— Your instructions —
Rescale the part of the items below that opens with the line containing "Given the image above, the detector locates the metal" and closes at the end of the items, and give only those lines, requests included. Multiply every box coordinate in the answers by 0.9 and round each result to a whole number, with halves rounded up.

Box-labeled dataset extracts

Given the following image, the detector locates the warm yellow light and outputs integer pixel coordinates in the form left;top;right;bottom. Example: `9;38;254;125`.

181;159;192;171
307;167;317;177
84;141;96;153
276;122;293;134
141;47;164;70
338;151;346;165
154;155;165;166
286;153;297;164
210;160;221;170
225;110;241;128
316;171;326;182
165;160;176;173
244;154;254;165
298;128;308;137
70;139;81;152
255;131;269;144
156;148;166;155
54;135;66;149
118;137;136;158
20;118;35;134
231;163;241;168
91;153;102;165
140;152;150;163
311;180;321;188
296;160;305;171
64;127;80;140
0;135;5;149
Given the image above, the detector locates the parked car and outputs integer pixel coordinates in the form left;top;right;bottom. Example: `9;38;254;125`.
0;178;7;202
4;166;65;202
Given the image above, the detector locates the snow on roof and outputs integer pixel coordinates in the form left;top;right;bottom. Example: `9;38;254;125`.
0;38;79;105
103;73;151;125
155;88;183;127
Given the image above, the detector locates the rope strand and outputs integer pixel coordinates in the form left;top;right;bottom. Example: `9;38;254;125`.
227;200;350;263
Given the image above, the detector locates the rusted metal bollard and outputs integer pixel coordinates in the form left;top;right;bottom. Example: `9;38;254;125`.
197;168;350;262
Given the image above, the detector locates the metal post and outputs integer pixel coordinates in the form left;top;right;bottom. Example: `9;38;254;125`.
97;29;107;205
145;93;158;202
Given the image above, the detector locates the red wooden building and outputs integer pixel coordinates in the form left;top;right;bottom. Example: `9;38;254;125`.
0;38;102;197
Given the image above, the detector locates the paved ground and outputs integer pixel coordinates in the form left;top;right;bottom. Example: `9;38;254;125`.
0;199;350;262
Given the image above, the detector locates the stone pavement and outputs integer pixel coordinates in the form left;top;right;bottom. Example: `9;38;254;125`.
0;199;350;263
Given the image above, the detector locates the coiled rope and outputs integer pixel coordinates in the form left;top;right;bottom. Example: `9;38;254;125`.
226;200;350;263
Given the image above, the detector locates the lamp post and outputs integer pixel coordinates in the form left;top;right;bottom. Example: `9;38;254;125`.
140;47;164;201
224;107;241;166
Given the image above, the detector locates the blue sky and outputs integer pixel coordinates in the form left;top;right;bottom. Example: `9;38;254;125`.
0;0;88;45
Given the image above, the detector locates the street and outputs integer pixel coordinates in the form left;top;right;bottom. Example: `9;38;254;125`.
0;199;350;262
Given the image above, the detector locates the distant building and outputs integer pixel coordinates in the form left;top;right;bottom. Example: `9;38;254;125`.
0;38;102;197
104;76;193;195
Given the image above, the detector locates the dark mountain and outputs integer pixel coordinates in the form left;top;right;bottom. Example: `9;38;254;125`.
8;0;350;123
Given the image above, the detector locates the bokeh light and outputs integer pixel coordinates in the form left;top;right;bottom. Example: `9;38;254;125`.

— The response —
Given the image above, the detector locates the metal post and outputs integer pixel coordinates in the form left;top;right;bottom. Example: `9;38;254;125`.
87;26;96;185
131;84;142;182
Given the image above, the detector locates the red wooden building and outputs integer pixel coordinates in the form left;top;right;bottom. Example: `9;38;254;125`.
0;34;92;177
Given the image above, the detector locates the paved ground and outputs integer pixel coordinates in the form left;top;right;bottom. Example: `9;38;254;125`.
0;179;315;236
Given the image above, the detector locates the stone pavement and outputs integer pixel coordinates in the form left;top;right;bottom. Example: `9;38;254;125`.
0;179;315;237
Given the image above, the detector locates the coiled rope and outputs integer pixel coordinates in the form left;top;right;bottom. Example: `9;38;254;125`.
203;180;315;237
Given the image above, the detector locates the lamp post and outputs integer pixel coordinates in the form left;top;right;bottom. Example: `9;38;254;125`.
126;42;148;181
202;96;217;149
Given the image above, the detector locates the blue sky and outputs integer pixel coordinates in the form left;top;right;bottom. Example: `9;38;254;125`.
0;0;79;41
Given the image above, the detector locates the street and outputs integer pixel coordinates in the form left;top;right;bottom. Example: `9;38;254;125`.
0;179;315;236
Given the image above, the detector locates the distant building and outputs integer pixel coordinates in the form left;top;right;bottom. Example: `9;38;254;125`.
0;34;92;177
94;68;174;176
Given the image above, the detector locates the dark mountain and outputs integer pixel coordinates in the form left;top;right;bottom. Example: `9;38;254;125`.
7;0;315;111
Given the image above, the detector locates the bokeh light and outputs integer pixel coordinates in the form left;top;right;bottom. Example: `9;38;254;125`.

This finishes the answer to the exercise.